Work required – Could you reproduce all of the entries below without a single change?

Saved entries –
================
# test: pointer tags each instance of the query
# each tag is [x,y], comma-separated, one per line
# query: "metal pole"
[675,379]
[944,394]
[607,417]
================
Your solution –
# test: pointer tags each instance of the query
# each tag is [x,y], comma-separated, one per line
# query: "metal pole"
[675,379]
[944,394]
[607,417]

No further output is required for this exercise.